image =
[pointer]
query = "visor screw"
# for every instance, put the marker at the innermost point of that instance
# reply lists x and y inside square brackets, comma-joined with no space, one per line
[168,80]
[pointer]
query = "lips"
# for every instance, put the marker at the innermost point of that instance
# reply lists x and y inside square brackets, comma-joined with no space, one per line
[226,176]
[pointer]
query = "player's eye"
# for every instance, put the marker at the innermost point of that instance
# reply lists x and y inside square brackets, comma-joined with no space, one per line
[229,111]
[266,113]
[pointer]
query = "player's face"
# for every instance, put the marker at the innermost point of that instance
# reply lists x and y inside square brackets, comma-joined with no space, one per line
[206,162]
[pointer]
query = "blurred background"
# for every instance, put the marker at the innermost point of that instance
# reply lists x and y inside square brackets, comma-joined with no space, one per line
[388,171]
-------------------------
**Set exercise:** Rewrite all the lines above, requests included, and shift each answer point by adding 123 to both its x and y coordinates.

**Written answer:**
image =
[pointer]
query = "visor screw"
# for every instance, put the marker at the innermost point of that instance
# reply lists x and y inside square brackets, comma-joined with no space, one per line
[291,203]
[pointer]
query = "lips"
# for every instance, put the marker at the innermost point of that instance
# reply lists x and y inside square brackets, comma-joined with no space, one per line
[349,299]
[pointer]
query = "player's eye"
# for every instance, put the marker at the innermost point of that instance
# reply lists x and y inside square brackets, comma-joined with no space, one per line
[352,234]
[389,236]
[pointer]
query = "player's face"
# for every instance, put the marker at the innermost point of that instance
# reply lists x and y inside square brackets, comma-joined with no space, one per line
[329,285]
[pointer]
query = "blurred background"
# for every instance, put the marker at the innermost point of that instance
# reply lists x and y inside square brackets, comma-joined with no space, one per line
[511,294]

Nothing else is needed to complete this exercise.